PASSAGE:
*****
The dissolution and transcendence of the ‘nation-state’, however, seems unimaginable, at least without a process of world war compared with which the traumas of 1914-18 and 1939-45 would appear mere ‘cabinet wars’. In any case, as Chris Harman has argued most powerfully, to suppose that modern nation-states could be simply done away with is to argue that the inner differentiations between forms of capital are of little significance. Capital can only be understood as a process of endless transformations, as it moves between three constantly altering forms, through the circuits of money, commodities and production. As money, to be sure, capital is immensely mobile. Billions can be transferred across the globe at the touch of a button. If capital were only money, we could easily argue that it has no country. But commodities possess a physical form, as material use-values. Although their mobility – their capacity to be transferred from hand to hand – is a condition of their existence, it takes more than a computer message to transport them around the world. Their actual material transfers form part of the chains of social production, and not simply of exchange. They require ships, lorries, planes, trains – and the roads and railway lines, the ports and marshalling yards and warehouses, etc., between which they circulate. And when we turn to production, it has the most territorial requirements of all: fixed capital, land, a readily available workforce, etc. Capitalist production can never leave the earth or leave people behind.
*****
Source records
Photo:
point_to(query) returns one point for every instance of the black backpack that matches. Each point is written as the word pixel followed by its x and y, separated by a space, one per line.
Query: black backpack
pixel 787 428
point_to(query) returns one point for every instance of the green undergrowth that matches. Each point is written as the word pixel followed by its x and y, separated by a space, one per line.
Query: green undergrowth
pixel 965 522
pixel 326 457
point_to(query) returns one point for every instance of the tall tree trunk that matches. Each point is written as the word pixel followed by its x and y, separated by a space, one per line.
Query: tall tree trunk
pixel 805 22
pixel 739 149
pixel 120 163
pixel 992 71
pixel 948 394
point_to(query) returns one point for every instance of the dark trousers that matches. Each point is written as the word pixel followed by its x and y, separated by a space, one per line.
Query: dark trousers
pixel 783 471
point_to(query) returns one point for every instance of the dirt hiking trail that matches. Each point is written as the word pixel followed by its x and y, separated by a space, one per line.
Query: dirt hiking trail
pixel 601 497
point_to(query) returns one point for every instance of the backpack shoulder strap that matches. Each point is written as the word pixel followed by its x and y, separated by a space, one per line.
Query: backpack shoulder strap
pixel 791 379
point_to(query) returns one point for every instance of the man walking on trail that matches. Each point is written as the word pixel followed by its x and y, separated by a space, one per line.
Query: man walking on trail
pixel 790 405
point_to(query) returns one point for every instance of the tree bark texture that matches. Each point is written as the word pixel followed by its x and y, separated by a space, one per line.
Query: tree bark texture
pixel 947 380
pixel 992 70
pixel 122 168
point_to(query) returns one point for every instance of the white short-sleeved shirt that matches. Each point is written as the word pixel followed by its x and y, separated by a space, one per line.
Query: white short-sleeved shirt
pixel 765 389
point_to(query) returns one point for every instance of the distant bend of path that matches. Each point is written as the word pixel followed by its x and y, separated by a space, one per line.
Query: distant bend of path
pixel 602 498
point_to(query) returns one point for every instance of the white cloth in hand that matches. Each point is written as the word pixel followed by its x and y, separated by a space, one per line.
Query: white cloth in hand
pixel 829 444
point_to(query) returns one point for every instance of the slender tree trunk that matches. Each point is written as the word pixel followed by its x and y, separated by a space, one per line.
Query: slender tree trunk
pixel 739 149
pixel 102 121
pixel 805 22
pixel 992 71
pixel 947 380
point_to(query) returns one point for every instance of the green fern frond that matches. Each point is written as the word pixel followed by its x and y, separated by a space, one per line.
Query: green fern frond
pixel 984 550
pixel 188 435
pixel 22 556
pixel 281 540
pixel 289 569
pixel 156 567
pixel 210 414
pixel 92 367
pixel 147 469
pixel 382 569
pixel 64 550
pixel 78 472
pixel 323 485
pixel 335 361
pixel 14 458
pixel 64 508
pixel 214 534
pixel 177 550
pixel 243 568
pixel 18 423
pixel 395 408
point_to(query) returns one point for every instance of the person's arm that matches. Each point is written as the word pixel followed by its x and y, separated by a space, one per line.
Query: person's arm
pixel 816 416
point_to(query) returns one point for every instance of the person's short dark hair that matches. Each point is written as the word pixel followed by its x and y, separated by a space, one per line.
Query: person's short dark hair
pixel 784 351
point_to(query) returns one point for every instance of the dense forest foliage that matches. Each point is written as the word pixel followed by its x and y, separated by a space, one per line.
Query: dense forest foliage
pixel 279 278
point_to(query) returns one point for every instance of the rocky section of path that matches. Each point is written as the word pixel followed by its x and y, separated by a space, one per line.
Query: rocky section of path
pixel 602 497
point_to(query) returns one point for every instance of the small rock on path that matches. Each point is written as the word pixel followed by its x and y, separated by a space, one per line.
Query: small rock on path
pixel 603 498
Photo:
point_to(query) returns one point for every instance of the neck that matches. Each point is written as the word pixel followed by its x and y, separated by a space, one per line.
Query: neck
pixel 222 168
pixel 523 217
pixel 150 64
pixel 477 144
*****
STATED TASK 1: Copy out the lines of the listing from the line with "point_to(query) returns one point for every instance of the tree" to the line with "pixel 829 444", both included, and nothing else.
STATED TASK 2: Pick up the passage on capital and the nation-state where it stops and keep writing.

EXERCISE OUTPUT 1:
point_to(query) returns one point for every instance of the tree bark texture that matches. Each point is written as the word pixel followed by its x and y, separated by a space, one per line.
Query: tree bark texture
pixel 947 380
pixel 992 70
pixel 122 168
point_to(query) returns one point for every instance of the white short-sleeved shirt that matches. Each point is written as the word pixel followed by its x and y, separated by a space, one per line.
Query: white short-sleeved shirt
pixel 765 389
point_to(query) returns one point for every instance of the distant bend of path that matches. Each point is written as the word pixel followed by its x and y, separated by a space, one per line.
Query: distant bend of path
pixel 602 498
point_to(query) returns one point for every instance of the white cloth in hand that matches. Each point is written as the word pixel followed by its x and y, separated by a space, one per line.
Query: white cloth in hand
pixel 829 444

EXERCISE OUTPUT 2:
In practice, capitals do not only compete with each other, but form what Claudia von Braunmühl terms ‘bounded complexes of production and circulation’. These involve supply chains of material and financial inputs and outputs, tied to specific territorial locations and physical environments, to specific labour forces, and to shared language and culture, all dependent on the development of ongoing social relations among themselves and with local state personnel. Capitals in one environment grow up differently from those in another. As between one state and another, and with ongoing changes over time, there are different degrees of monopolization of industry, commercial and finance capital, different degrees of state ownership and control over investment, differently organized sources of finance, different roles for states and private sectors in training labour and providing ‘welfare’, etc. For particular capitals, securing credit, the essential lubricant of capitalist reproduction, depends on the development of local patterns of ‘contacts, ‘trust’ and ‘reputation’, developed within ongoing social networks involving companies, banks and states.
Nowhere is this more apparent than in crises, when capitals turn predominantly to national banks and states for aid and sustenance as a condition of their very survival. ‘National economies’ and nation-states, formed around such bounded complexes, are the other face of world economy as a differentiated totality.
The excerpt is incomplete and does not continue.